▸ **PROBLEM STATEMENT**
Which of the lines below contain the word "array"? Show each of them in full.

▸ **DATA TO PROCESS**
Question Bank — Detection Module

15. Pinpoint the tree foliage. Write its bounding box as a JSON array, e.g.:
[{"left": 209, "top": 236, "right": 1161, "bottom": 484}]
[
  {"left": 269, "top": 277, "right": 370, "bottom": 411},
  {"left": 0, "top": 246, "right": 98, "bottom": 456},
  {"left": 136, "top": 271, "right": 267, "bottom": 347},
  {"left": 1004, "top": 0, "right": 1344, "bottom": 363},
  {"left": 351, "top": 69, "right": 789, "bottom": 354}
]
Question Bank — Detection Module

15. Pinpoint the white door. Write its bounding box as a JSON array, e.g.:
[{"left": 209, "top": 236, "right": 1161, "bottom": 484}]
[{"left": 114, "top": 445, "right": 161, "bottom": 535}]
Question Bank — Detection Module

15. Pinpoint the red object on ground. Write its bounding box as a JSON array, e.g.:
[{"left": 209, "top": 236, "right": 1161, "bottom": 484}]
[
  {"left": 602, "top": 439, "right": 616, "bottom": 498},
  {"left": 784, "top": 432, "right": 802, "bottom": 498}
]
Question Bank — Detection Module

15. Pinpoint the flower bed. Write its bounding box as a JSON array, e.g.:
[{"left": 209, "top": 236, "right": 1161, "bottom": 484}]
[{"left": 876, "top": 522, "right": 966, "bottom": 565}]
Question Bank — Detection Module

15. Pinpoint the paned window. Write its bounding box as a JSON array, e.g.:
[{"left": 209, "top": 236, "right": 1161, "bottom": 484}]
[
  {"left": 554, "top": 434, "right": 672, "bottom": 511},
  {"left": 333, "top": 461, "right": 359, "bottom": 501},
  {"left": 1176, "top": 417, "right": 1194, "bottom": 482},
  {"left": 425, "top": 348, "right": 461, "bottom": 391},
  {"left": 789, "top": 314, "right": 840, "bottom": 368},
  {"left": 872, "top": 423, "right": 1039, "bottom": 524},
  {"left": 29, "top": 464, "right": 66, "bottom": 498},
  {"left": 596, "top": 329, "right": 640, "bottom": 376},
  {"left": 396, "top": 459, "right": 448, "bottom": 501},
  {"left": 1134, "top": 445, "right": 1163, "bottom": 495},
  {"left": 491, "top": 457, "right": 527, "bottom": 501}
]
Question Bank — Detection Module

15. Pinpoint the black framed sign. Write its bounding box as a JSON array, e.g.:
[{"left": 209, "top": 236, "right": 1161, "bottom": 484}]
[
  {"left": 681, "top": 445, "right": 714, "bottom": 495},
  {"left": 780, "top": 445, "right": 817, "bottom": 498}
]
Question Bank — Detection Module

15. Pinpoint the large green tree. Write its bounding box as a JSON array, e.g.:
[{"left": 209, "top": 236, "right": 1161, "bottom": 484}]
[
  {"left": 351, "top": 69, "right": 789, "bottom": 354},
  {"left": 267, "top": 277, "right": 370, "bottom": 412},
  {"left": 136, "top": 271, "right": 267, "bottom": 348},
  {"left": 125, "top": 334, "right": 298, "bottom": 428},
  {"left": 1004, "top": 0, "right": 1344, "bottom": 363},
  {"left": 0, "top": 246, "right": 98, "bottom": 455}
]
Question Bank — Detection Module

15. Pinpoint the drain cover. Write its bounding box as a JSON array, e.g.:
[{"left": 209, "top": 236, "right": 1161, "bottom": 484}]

▸ **COMPLETE RESPONSE**
15. Pinpoint the tree foliage. Write its bounding box as a JSON array, e.g.:
15. Pinpoint the white door. Write its bounding box as a JSON array, e.g.:
15. Pinpoint the red object on ground. Write its bounding box as a JSON array, e.g.:
15. Pinpoint the flower bed. Write its bounding box as a JSON array, e.g.:
15. Pinpoint the paned window. Write its bounding box as a JSON array, e.g.:
15. Pinpoint the black framed sign. Write its bounding box as a JSON array, e.g.:
15. Pinpoint the large green tree. Write its bounding box as a JSON array, e.g.:
15. Pinpoint the drain cover. Write its bounding box as a JSON array, e.g.:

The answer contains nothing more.